:: WHAT IS REQUIRED ::
Tally the lines in the data below in which the word "pole" occurs, then give only the total.

MATERIALS PROVIDED section start

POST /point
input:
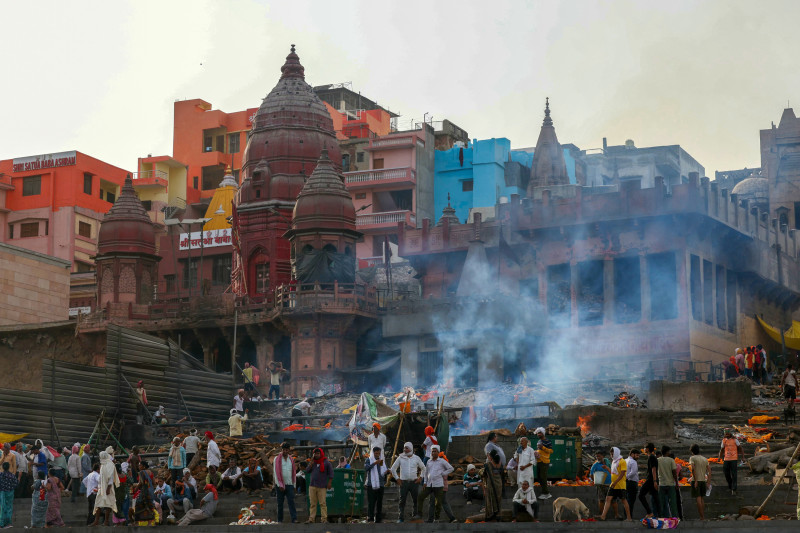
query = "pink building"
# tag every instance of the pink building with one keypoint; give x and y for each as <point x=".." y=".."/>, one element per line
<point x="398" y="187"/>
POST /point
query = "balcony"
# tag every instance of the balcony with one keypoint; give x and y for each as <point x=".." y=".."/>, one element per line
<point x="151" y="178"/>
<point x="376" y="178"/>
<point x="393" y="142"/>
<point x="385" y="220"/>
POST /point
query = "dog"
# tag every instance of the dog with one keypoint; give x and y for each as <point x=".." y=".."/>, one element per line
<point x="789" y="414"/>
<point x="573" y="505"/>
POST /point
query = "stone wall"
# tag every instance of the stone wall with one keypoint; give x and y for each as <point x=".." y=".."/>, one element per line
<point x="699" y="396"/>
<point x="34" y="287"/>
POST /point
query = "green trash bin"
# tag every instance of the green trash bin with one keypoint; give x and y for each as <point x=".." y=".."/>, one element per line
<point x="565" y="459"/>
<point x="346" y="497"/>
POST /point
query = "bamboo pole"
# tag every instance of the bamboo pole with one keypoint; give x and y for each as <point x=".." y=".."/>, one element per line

MATERIALS PROVIDED section end

:: SOLVED PROBLEM ::
2